_TASK DESCRIPTION_
Please pick out each line in the listing below that contains the word "white" and copy those lines out. Case counts.
########
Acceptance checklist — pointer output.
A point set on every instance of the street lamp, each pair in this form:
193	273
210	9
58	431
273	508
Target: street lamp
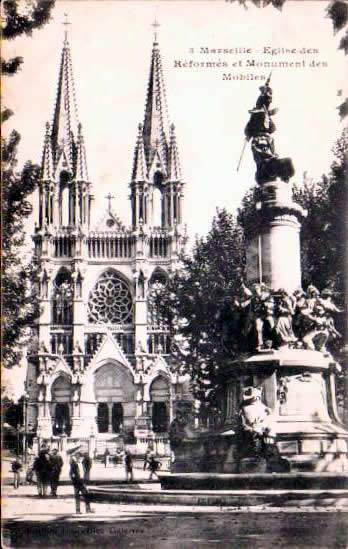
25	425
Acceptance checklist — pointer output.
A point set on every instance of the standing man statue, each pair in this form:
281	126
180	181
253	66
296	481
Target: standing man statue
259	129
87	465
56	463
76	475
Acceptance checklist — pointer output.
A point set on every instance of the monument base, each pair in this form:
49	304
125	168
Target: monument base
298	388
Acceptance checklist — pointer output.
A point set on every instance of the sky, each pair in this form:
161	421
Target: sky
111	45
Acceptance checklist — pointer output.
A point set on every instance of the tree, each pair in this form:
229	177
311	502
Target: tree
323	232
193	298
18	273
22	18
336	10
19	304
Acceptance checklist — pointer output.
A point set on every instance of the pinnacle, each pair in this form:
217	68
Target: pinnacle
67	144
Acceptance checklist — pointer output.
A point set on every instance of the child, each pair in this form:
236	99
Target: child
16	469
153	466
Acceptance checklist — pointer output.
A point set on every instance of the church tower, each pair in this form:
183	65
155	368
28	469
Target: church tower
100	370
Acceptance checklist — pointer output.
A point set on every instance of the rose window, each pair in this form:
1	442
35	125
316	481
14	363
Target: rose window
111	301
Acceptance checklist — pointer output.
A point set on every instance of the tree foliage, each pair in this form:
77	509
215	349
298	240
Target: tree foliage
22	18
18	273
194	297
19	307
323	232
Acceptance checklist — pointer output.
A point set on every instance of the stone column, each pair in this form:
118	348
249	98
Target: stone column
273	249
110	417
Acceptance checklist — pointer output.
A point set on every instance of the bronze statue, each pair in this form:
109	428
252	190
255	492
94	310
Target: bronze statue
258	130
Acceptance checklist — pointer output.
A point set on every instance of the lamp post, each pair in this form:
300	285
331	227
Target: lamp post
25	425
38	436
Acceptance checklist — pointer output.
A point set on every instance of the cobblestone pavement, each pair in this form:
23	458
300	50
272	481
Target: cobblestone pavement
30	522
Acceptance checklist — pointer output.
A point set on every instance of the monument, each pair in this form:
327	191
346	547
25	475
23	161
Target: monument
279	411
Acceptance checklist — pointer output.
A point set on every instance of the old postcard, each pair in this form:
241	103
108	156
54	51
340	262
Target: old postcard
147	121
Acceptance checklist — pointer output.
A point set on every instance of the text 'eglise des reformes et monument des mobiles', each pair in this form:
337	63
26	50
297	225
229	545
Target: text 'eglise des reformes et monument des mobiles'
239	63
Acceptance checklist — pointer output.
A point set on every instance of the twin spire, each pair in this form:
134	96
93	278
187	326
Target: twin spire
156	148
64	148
########
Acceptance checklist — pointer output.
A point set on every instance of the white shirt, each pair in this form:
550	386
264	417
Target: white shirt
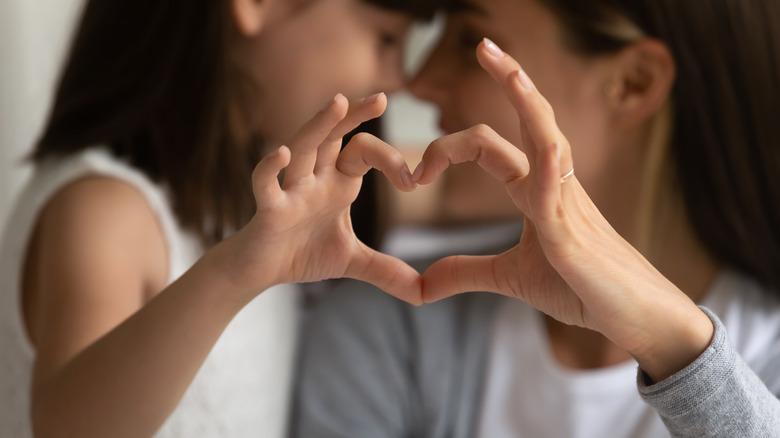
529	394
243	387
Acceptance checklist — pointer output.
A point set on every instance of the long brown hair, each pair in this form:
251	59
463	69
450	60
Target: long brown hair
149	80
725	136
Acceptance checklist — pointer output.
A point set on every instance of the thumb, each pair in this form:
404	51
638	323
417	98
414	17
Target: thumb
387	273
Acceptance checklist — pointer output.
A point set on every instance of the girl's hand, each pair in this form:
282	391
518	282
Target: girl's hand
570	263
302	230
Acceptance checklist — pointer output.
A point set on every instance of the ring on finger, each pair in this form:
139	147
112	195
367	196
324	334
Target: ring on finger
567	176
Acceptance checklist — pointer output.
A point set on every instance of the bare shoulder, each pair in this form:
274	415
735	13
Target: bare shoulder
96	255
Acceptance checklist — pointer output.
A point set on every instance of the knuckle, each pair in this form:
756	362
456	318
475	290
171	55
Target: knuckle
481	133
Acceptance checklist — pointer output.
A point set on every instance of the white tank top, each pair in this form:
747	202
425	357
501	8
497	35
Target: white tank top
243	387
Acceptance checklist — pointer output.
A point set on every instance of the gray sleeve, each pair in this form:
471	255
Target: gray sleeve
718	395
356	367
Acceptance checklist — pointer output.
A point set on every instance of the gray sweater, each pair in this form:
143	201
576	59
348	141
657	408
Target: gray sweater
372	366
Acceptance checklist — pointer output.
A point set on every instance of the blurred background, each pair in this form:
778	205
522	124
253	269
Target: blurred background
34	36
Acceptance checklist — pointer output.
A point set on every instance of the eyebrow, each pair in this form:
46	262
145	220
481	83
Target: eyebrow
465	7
########
_REPLY TO THE TASK_
A point set on every instance of the white shirt, each pair in this form:
Target: white shirt
A point set on every instance of the white tank top, each pair in this form:
Target: white tank top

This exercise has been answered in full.